Problem to work on
Leave out the pictures and retype all the entries below exactly.

Records for this task
+ + + + +

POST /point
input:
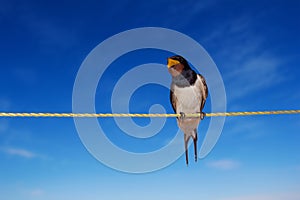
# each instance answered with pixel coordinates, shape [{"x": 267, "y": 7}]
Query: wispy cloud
[
  {"x": 224, "y": 164},
  {"x": 20, "y": 152}
]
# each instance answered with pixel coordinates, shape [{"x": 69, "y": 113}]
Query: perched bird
[{"x": 188, "y": 94}]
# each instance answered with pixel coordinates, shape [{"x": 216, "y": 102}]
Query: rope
[{"x": 221, "y": 114}]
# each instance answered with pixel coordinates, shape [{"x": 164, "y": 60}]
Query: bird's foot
[
  {"x": 202, "y": 115},
  {"x": 182, "y": 115}
]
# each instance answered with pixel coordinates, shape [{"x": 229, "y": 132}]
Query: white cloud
[
  {"x": 20, "y": 152},
  {"x": 224, "y": 164}
]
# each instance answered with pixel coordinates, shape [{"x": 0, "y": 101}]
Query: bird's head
[{"x": 176, "y": 64}]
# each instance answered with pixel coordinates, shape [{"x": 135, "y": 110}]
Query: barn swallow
[{"x": 188, "y": 94}]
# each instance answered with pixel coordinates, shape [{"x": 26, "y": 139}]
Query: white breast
[{"x": 188, "y": 98}]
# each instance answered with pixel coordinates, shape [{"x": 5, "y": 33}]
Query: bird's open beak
[{"x": 172, "y": 62}]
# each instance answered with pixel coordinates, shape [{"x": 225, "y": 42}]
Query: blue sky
[{"x": 255, "y": 45}]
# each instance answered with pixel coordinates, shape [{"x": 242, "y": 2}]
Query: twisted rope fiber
[{"x": 220, "y": 114}]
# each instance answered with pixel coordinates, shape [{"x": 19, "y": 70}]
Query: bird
[{"x": 188, "y": 94}]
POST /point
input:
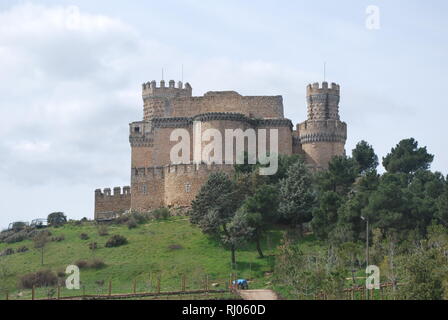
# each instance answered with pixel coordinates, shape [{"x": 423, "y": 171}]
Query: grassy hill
[{"x": 167, "y": 249}]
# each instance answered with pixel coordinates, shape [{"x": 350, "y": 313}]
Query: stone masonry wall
[{"x": 108, "y": 205}]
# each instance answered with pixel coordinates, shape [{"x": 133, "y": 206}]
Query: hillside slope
[{"x": 167, "y": 249}]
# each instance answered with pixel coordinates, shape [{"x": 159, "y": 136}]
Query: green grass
[{"x": 144, "y": 259}]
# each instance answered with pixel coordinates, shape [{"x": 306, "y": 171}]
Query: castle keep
[{"x": 156, "y": 182}]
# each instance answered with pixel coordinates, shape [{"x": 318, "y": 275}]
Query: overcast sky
[{"x": 71, "y": 74}]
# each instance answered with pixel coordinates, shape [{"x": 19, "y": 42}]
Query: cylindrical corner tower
[{"x": 323, "y": 135}]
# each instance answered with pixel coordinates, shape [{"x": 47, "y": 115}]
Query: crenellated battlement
[
  {"x": 151, "y": 90},
  {"x": 161, "y": 172},
  {"x": 323, "y": 101},
  {"x": 108, "y": 205},
  {"x": 156, "y": 183},
  {"x": 317, "y": 88}
]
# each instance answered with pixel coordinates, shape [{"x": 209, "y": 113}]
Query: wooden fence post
[{"x": 183, "y": 282}]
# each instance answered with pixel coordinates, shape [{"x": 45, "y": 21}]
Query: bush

+ + + + +

Answer
POST /point
input:
# each instance answered with pixel coordinates, shape [{"x": 267, "y": 7}]
Query: wispy cloud
[
  {"x": 224, "y": 164},
  {"x": 20, "y": 152}
]
# each instance answered with pixel coordinates, shape [{"x": 69, "y": 113}]
Query: perched bird
[{"x": 188, "y": 94}]
# each instance answered with pixel coordinates, shape [{"x": 216, "y": 102}]
Query: rope
[{"x": 221, "y": 114}]
# each instance answered with pixel coordinates, shape [{"x": 164, "y": 60}]
Query: bird's foot
[
  {"x": 202, "y": 115},
  {"x": 182, "y": 115}
]
# each instance answered with pixel coordinates, shape [{"x": 229, "y": 132}]
Query: white cloud
[
  {"x": 20, "y": 152},
  {"x": 224, "y": 164}
]
# each instance answered with pixel coordinates, shape [{"x": 0, "y": 101}]
Query: bird's head
[{"x": 176, "y": 64}]
# each instance answered with pixel coordinates, shape [{"x": 135, "y": 110}]
Query: barn swallow
[{"x": 188, "y": 94}]
# each instance answered with pixel coordinates, shape [{"x": 26, "y": 139}]
Query: white breast
[{"x": 188, "y": 98}]
# each instance answered with pixel coordinates, shape [{"x": 5, "y": 33}]
Query: bird's open beak
[{"x": 172, "y": 62}]
# each instance answered with pixel coordinates, shape [{"x": 225, "y": 42}]
Query: blue sky
[{"x": 255, "y": 45}]
# each instance answered with pixel coordinates, shape [{"x": 242, "y": 2}]
Query: twisted rope fiber
[{"x": 220, "y": 114}]
# each instance answered with pixel coordinates, shape [{"x": 19, "y": 70}]
Query: bird
[{"x": 188, "y": 94}]
POST /point
input:
# each instance answered with pixel coordinates, shape [{"x": 423, "y": 171}]
Query: grassy hill
[{"x": 167, "y": 249}]
# each instance answered with pixel coordinates, shape [{"x": 350, "y": 313}]
Query: stone masonry wall
[{"x": 108, "y": 205}]
# each instance answered with pixel coordinates, shape [{"x": 133, "y": 206}]
Query: hillside slope
[{"x": 167, "y": 249}]
# each instance answered with pixel coordinates, shape [{"x": 159, "y": 136}]
Query: green grass
[{"x": 144, "y": 259}]
# each instance answered with pixel coordinates, shape [{"x": 306, "y": 171}]
Query: castle keep
[{"x": 156, "y": 182}]
# each instance answered with pixel coordinates, shape [{"x": 318, "y": 275}]
Query: overcast sky
[{"x": 71, "y": 74}]
# each instance answered with pixel coordinates, shape [{"x": 19, "y": 42}]
Query: cylindrical corner tower
[{"x": 323, "y": 135}]
# each instance answered with pixel coordinates, shape [{"x": 47, "y": 115}]
Query: crenellated battlement
[
  {"x": 151, "y": 90},
  {"x": 161, "y": 172},
  {"x": 323, "y": 101},
  {"x": 108, "y": 205},
  {"x": 156, "y": 183},
  {"x": 317, "y": 88}
]
# each instance answered with pixel coordinates, shape [{"x": 209, "y": 113}]
Query: wooden fence post
[{"x": 183, "y": 282}]
# each instance answered with pixel coordinates, shape [{"x": 45, "y": 21}]
Query: bush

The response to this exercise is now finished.